SET TASK A
Using the Source extract about the 101 reissue, explain why the first run of the hybrid SACD set had a defective multi-channel layer.

SOURCE EXTRACT
*-*-*

Pennebaker admitted there was a similarity between Depeche Mode and some of the other artists he'd filmed before (Bob Dylan and David Bowie): "I found the audience very rapt; they were there for that band. Not any band would do. I got the feeling that maybe there was no other band they'd ever go out for again in that assemblage, and it made me take that audience fairly seriously."
In 2003, Mute Records reissued 101 as a hybrid SACD. In essence, the two-disc set contained 101 in three formats - multi-channel SACD, stereo SACD and PCM stereo (CD audio). The multi-channel audio was presented in 5.1 and gave a better representation of the live experience. The SACD was not released in North America.
Due to pressing errors, however, the first run of the set was marred by a mis-encoded multi-channel SACD layer that skipped and was unlistenable on the first disc. The stereo SACD and CD audio layers were unaffected.
As a bonus hidden track, the multi-channel layer also included the full version of "Pimpf".

*-*-*

ENTRIES
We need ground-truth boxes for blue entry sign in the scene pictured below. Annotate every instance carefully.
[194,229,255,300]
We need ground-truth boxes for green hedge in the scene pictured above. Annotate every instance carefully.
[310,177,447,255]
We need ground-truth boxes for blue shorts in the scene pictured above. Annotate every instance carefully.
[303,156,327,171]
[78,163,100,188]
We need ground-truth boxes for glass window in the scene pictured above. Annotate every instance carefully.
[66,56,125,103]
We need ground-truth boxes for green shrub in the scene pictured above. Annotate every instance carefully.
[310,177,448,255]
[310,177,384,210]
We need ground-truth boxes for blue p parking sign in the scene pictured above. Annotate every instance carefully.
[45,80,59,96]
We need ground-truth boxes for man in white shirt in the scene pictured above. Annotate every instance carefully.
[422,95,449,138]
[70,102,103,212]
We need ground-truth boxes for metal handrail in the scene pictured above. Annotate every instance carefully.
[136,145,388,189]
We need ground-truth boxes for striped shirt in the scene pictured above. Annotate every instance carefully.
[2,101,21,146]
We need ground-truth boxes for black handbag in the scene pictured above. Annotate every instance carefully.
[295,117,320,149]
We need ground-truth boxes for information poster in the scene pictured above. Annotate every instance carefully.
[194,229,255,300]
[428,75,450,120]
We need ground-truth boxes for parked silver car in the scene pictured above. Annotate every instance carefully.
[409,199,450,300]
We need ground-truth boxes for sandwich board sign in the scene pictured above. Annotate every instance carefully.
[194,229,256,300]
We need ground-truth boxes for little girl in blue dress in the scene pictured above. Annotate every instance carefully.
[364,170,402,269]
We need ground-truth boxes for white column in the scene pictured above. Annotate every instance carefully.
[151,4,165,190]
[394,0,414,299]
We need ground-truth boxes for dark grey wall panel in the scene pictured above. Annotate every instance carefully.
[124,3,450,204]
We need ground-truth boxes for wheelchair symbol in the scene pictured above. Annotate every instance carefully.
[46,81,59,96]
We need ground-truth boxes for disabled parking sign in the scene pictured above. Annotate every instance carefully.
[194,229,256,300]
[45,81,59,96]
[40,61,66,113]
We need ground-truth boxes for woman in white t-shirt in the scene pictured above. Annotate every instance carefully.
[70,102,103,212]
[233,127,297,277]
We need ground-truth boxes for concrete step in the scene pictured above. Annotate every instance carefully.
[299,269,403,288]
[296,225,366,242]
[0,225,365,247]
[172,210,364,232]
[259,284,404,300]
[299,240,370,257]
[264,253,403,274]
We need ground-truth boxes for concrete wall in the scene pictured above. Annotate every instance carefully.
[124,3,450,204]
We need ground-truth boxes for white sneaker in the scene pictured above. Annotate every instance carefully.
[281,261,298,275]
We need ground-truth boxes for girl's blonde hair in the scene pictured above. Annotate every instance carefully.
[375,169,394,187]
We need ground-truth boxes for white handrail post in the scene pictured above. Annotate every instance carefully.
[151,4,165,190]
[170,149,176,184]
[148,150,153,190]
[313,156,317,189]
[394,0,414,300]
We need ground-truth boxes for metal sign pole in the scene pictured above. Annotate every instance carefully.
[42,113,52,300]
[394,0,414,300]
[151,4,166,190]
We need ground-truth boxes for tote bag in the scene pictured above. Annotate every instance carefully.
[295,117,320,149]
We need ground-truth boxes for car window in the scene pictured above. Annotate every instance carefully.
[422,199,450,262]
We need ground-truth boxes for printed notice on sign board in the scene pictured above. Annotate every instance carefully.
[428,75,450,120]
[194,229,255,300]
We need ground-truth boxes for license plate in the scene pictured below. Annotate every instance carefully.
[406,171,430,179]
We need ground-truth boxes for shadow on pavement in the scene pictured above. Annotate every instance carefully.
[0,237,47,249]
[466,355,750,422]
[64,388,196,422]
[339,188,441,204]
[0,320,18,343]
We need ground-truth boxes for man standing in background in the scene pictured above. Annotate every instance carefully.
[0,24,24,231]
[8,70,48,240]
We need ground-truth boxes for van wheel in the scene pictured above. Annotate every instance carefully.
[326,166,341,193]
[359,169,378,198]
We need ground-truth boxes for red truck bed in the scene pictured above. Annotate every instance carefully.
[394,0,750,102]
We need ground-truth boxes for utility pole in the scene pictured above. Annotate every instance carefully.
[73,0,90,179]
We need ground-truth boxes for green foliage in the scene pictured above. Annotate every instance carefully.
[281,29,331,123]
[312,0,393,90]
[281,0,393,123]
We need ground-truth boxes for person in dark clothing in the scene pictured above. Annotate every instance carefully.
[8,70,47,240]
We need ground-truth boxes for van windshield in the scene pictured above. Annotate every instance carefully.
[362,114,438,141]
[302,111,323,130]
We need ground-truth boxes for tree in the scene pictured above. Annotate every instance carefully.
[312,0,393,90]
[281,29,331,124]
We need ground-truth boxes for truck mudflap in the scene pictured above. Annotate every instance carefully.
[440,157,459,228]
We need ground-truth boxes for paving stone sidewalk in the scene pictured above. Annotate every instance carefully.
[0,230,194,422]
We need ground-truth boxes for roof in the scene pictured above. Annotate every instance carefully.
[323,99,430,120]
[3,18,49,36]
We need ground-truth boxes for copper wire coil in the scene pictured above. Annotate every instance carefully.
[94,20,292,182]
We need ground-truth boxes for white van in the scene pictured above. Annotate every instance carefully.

*-*-*

SET TASK B
In the entries, change everything from the line containing "We need ground-truth boxes for man in" down to the line containing "[2,101,21,146]" by replacing "shirt" with "top". Leave everything else unchanged.

COMPLETE RESPONSE A
Pressing errors mis-encoded the multi-channel SACD layer on the first disc, so it skipped and could not be listened to. The stereo SACD and CD audio layers were unaffected.

COMPLETE RESPONSE B
We need ground-truth boxes for man in white top in the scene pictured above. Annotate every instance carefully.
[422,95,449,138]
[70,102,103,212]
We need ground-truth boxes for metal handrail in the scene pictured above. Annotate every instance carefully.
[136,145,388,189]
We need ground-truth boxes for striped top in the scene pictured above. Annotate every instance carefully.
[2,101,21,146]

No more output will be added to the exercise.